● **Exercise**:
From the line that includes "I would appreciate it if you could identify the building" to the last line of the records, inclusive, repeat each line exactly.

● **Input for this task**:
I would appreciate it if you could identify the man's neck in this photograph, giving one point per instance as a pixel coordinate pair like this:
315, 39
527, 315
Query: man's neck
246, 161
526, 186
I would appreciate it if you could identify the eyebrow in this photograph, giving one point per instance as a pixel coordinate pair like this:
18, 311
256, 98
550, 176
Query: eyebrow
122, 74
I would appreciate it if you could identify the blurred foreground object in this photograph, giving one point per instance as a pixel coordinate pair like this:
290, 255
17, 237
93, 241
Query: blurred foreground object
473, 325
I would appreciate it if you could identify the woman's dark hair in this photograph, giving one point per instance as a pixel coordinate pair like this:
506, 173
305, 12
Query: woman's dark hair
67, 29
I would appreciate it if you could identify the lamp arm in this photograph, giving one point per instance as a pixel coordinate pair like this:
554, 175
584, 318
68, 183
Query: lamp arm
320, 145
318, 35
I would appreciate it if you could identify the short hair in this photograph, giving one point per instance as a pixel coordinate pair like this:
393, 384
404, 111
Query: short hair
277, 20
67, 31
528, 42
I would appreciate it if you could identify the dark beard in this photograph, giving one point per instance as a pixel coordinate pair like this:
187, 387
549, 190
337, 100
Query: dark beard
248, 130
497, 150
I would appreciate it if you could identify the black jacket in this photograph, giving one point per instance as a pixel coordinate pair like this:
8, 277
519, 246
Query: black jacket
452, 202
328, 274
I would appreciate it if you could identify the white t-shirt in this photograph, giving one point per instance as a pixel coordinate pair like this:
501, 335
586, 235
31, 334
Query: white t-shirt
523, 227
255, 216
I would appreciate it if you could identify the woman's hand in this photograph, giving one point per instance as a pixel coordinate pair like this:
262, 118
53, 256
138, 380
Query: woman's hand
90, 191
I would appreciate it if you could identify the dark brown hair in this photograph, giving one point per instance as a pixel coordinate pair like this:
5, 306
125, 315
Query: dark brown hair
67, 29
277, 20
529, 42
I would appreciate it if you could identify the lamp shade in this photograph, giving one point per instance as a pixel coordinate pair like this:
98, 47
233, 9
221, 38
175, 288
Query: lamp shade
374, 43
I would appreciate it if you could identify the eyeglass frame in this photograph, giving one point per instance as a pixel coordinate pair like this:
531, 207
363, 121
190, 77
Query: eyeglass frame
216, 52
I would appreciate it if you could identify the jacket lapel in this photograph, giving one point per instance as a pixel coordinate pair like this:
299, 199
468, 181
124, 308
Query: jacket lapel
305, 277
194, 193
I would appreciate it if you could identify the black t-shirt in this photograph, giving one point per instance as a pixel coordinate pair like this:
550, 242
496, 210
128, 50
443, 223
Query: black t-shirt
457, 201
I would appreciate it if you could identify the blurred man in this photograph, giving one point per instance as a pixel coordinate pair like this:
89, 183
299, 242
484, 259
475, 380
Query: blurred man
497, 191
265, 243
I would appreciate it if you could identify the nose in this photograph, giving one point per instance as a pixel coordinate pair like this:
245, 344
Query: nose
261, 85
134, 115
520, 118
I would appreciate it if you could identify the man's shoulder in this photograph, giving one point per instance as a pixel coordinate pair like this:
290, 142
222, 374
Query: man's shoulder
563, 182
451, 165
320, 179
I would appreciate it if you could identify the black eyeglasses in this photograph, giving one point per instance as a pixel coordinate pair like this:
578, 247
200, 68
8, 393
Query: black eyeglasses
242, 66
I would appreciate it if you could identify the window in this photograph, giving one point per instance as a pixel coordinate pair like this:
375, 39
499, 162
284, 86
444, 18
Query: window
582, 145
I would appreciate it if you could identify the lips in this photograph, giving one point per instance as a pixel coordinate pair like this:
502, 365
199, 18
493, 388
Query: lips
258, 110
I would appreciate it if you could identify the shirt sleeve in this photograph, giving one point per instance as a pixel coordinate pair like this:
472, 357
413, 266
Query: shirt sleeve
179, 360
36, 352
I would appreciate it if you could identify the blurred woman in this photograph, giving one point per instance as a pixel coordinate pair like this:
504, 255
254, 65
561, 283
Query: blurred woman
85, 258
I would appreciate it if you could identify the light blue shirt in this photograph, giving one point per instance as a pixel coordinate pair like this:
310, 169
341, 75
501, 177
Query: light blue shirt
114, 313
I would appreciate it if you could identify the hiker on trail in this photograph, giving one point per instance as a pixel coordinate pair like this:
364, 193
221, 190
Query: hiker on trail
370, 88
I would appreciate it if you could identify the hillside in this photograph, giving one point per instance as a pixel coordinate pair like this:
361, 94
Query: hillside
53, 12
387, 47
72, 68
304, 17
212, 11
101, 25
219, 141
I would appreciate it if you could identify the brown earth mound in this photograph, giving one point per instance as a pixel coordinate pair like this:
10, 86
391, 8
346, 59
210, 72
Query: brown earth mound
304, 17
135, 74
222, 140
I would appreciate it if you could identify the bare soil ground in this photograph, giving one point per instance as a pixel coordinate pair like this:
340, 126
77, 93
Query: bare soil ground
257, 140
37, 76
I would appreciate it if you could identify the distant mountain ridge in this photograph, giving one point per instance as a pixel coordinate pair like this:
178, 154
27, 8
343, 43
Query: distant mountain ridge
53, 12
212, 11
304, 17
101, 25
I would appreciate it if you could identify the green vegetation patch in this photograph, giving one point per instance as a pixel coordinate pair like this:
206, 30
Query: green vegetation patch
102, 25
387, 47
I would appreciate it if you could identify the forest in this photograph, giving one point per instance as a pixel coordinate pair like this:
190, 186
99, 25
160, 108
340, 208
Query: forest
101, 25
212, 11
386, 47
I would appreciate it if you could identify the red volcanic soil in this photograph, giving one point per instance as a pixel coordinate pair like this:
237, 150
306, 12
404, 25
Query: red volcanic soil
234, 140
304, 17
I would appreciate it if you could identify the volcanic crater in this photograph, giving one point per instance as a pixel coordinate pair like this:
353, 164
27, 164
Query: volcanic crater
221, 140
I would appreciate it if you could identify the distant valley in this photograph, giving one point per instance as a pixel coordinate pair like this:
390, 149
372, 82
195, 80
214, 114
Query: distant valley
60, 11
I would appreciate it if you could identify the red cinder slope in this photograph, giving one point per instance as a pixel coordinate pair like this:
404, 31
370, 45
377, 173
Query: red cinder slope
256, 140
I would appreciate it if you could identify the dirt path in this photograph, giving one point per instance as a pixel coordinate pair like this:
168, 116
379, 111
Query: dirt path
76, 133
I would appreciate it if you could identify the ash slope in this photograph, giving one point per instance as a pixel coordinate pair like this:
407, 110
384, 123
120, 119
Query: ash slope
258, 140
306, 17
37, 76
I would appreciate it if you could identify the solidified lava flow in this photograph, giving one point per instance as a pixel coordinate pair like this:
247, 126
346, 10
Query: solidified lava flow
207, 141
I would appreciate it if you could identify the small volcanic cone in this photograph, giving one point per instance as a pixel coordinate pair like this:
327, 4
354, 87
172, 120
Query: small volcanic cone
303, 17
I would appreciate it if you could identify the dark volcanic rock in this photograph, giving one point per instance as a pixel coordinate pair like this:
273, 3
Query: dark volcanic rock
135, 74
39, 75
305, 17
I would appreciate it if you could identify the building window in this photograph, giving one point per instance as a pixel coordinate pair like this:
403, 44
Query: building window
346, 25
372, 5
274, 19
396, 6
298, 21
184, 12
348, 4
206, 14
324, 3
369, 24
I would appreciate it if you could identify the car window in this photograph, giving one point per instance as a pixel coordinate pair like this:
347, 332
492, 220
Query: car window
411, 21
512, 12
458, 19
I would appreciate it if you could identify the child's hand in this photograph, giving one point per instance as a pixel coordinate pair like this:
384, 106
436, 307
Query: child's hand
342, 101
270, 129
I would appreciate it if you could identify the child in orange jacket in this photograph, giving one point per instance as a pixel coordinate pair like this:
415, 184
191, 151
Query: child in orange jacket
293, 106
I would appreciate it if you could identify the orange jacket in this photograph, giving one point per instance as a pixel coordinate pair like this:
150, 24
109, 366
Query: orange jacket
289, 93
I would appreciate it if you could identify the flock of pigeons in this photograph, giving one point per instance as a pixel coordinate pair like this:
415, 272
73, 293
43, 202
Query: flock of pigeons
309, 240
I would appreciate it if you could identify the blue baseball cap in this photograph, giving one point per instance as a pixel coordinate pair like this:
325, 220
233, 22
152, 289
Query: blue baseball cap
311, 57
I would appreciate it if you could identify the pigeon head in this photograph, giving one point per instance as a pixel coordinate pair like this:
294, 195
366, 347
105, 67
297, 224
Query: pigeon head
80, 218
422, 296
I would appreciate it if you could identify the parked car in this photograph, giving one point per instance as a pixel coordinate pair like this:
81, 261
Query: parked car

● **Result**:
I would appreciate it if you could identify the building window in this photograph, giving one point per instance as a pixel coordinate pair like this:
403, 44
Query: building window
346, 25
372, 5
274, 19
396, 6
298, 21
184, 12
348, 4
206, 14
324, 3
369, 24
I would appreciate it if you could identify the car window in this photograph, giving one point per instance as a pixel coordinate pair like this:
347, 332
492, 220
Query: car window
411, 21
512, 12
458, 19
I would appreciate it if you could identify the child's hand in this photograph, giving one point per instance as a pixel coordinate pair like this:
384, 106
436, 307
Query: child's hand
342, 101
270, 129
I would appreciate it if you could identify the child in orange jacket in this photograph, giving one point per instance as a pixel coordinate pair like this:
415, 184
191, 151
Query: child in orange jacket
293, 106
I would appreciate it if you could identify the orange jacket in this photograph, giving one point per instance as a pixel coordinate pair like this:
150, 24
109, 366
Query: orange jacket
289, 93
I would appreciate it if you could identify the flock of pigeons in this photograph, giving one point per instance as a pixel coordinate pair like this:
415, 272
73, 293
43, 202
Query: flock of pigeons
309, 240
I would appreciate it if you could identify the blue baseball cap in this photograph, giving one point per instance as a pixel coordinate pair like this:
325, 220
233, 22
152, 289
Query: blue baseball cap
311, 57
I would appreciate it if you could identify the pigeon head in this photograph, giving one point per instance as a pixel coordinate pair like this:
294, 195
366, 347
105, 67
297, 224
Query: pigeon head
80, 218
422, 296
I would appreciate it if you could identify the parked car in this photograph, giving one point per instance as a pixel coordinate pair like this:
81, 261
Query: parked car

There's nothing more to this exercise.